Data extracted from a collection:
::::::::
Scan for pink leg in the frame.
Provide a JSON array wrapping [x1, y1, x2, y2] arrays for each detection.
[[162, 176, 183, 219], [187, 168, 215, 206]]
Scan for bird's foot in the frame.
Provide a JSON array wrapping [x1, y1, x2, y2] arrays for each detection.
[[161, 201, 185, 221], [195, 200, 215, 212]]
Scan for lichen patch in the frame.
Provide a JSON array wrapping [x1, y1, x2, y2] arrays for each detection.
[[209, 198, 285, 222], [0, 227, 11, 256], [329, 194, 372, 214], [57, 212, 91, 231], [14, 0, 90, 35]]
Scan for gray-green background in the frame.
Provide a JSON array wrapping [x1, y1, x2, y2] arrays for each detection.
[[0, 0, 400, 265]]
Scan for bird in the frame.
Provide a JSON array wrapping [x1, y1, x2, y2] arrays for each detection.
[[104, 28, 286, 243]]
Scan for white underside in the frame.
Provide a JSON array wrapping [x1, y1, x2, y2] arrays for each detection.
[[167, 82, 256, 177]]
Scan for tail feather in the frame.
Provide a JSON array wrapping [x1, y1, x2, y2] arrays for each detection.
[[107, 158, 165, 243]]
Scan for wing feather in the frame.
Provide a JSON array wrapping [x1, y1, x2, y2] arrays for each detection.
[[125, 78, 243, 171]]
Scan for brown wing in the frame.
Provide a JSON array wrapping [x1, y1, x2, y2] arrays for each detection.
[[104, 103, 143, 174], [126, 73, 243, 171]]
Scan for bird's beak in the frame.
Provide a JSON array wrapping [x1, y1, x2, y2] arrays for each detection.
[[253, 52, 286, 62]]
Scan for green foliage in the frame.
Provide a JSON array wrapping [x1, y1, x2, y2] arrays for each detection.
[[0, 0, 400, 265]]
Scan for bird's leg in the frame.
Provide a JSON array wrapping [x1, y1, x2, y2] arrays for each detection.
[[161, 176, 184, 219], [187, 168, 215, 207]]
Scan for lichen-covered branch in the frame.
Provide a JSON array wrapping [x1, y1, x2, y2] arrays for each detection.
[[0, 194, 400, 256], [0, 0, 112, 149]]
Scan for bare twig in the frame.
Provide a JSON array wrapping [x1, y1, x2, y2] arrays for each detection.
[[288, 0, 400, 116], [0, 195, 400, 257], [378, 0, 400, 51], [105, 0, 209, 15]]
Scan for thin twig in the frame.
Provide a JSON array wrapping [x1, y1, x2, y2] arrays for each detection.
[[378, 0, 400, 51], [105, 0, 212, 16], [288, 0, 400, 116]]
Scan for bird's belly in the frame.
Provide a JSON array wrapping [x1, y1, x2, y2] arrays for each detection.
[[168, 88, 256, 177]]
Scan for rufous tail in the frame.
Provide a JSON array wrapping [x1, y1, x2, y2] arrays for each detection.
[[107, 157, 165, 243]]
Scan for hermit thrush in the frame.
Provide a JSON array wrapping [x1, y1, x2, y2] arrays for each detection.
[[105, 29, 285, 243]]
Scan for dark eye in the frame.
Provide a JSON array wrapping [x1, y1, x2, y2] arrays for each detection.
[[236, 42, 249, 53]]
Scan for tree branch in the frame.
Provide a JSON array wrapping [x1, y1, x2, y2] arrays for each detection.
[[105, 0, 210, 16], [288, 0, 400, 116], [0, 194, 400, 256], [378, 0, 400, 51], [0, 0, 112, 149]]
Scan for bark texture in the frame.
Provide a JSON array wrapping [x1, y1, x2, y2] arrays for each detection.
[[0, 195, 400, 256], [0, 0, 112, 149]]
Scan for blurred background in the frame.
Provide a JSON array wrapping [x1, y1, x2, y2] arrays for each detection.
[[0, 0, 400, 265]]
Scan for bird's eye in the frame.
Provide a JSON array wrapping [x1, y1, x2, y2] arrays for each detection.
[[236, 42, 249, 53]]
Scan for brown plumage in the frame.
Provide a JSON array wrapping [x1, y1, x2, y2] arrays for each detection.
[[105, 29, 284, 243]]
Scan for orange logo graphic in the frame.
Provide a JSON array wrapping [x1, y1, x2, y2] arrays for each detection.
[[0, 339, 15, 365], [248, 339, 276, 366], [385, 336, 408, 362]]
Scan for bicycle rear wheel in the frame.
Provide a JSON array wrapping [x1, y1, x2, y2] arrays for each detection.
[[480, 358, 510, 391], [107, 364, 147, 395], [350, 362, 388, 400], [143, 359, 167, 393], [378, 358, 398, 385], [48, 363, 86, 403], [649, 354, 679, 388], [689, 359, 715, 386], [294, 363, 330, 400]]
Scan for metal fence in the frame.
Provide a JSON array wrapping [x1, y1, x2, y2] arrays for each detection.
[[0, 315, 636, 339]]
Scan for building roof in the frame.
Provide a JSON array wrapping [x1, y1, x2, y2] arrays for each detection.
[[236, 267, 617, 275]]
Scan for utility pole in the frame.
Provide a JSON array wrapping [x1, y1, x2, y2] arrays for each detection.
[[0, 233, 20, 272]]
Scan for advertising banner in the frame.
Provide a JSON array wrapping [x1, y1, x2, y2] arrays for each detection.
::::::::
TASK DIRECTIONS: Reproduce all of the data above, substituting "in the image" for every occurrence of "in the frame" and leaving every other line and character unchanged.

ANSWER:
Scan for pink leg in the image.
Provide a JSON array wrapping [x1, y1, x2, y2] arrays for each detection.
[[162, 176, 183, 219], [187, 168, 215, 206]]
Scan for bird's foot in the image.
Provide a JSON array wrapping [x1, y1, x2, y2] arrays for each detection.
[[161, 201, 185, 221], [195, 200, 215, 212]]
Scan for lichen patch in the image.
Provide a JSON array wrapping [x1, y1, x2, y2] arrays for each detection.
[[209, 198, 285, 222], [0, 227, 11, 256], [329, 194, 372, 214], [57, 212, 91, 231], [14, 0, 90, 35]]
Scan for gray-green background in the image.
Provide a JSON array wrapping [x1, y1, x2, y2] arrays for each detection.
[[0, 0, 400, 265]]
Scan for bird in the image.
Provide a JSON array wrapping [x1, y1, x2, y2] arrays for each detection.
[[104, 28, 286, 243]]
Scan for white underside in the image.
Provide a JSON array wrapping [x1, y1, x2, y2] arrays for each detection.
[[167, 82, 256, 177]]
Scan for tail feather in the image.
Provide a JSON array wrapping [x1, y1, x2, y2] arrays for each detection.
[[107, 158, 165, 243]]
Scan for wing feather in the image.
Provide a JSON array wrapping [x1, y1, x2, y2] arrays for each detection.
[[125, 78, 243, 171]]
Scan for brown wing in the image.
Provide a JSON array wrapping [x1, y1, x2, y2] arrays for each detection.
[[104, 103, 143, 174], [126, 73, 243, 171]]
Scan for bird's beak in the image.
Provide a JSON array wrapping [x1, y1, x2, y2] arrays for each detection.
[[253, 52, 286, 62]]
Scan for green foliage in the image.
Provide a JSON array wrapping [x1, y1, x2, y2] arrays for each detection.
[[0, 0, 400, 265]]
Scan for bird's leg in the image.
Provide a JSON array wrapping [x1, y1, x2, y2] arrays for each detection.
[[161, 176, 184, 219], [187, 168, 215, 207]]
Scan for lichen-covered branch in the image.
Provide a JSON array wrapping [x1, y1, x2, y2] arrays for each detection.
[[0, 194, 400, 256], [0, 0, 112, 149]]
Scan for bare twig in the image.
Provide a JSON array wrapping [x1, y1, x2, y2] arrays for each detection.
[[288, 0, 400, 116], [0, 195, 400, 257], [378, 0, 400, 51], [105, 0, 209, 15]]
Scan for thin twig in the image.
Provide a JSON array wrapping [x1, y1, x2, y2] arrays for each detection.
[[378, 0, 400, 51], [105, 0, 212, 16], [288, 0, 400, 116]]
Scan for bird's belly in the image.
Provide a JSON array wrapping [x1, y1, x2, y2] arrays for each detection.
[[168, 88, 256, 177]]
Scan for rufous tail in the image.
Provide a JSON array wrapping [x1, y1, x2, y2] arrays for each detection.
[[107, 157, 165, 243]]
Scan for hermit thrush in the image.
Provide a JSON array wrapping [x1, y1, x2, y2] arrays for each detection.
[[105, 29, 285, 243]]
Scan for dark eye in the image.
Provide a JSON array wrapping [x1, y1, x2, y2] arrays for each detection.
[[236, 42, 249, 53]]
Scan for tree branch in the image.
Provide a JSON array wrapping [x1, y1, x2, y2] arrays for each detection.
[[105, 0, 210, 16], [288, 0, 400, 116], [0, 194, 400, 256], [378, 0, 400, 51], [0, 0, 112, 149]]
Scan for bark texture in the image.
Provide a JSON array wrapping [x1, y1, x2, y2] arrays for each detection.
[[0, 195, 400, 256], [0, 0, 112, 149]]
Scan for blurred background in the image.
Provide a JSON array wrapping [x1, y1, x2, y2] arrays for each detection.
[[0, 0, 400, 265]]
Scan for bird's eye in the image.
Provide a JSON array wrapping [x1, y1, x2, y2] arrays for each detection.
[[236, 42, 249, 53]]
Scan for brown plumage in the image.
Provide a JSON array wrapping [x1, y1, x2, y2] arrays for each detection.
[[105, 29, 284, 243]]
Scan for orange logo graphic in the image.
Provide a JSON array wrapping [x1, y1, x2, y2] arrays for each detection.
[[0, 339, 15, 365], [248, 339, 276, 366], [385, 336, 408, 362]]
Scan for bicycle rear wheel in the image.
Provide a JSON array wrapping [x1, y1, x2, y2] arrays for each detection.
[[480, 358, 510, 391], [107, 364, 147, 395], [350, 362, 388, 400], [143, 359, 167, 393], [378, 358, 398, 385], [48, 363, 86, 403], [649, 354, 679, 388], [689, 359, 715, 386], [294, 363, 330, 400]]
Scan for metal fence in the image.
Provide a JSON array wrapping [x1, y1, x2, y2] arrays for each detection.
[[0, 315, 636, 339]]
Scan for building roof in the image.
Provide a JSON array wrapping [x1, y1, x2, y2] arrays for each detection.
[[236, 267, 617, 275]]
Scan for utility pole in the image.
Provide a JSON array wrapping [x1, y1, x2, y2] arrays for each detection.
[[0, 233, 20, 272]]
Scan for advertising banner in the image.
Provide a JSON array wrapping [x1, y1, x2, y2] arrays for each detection.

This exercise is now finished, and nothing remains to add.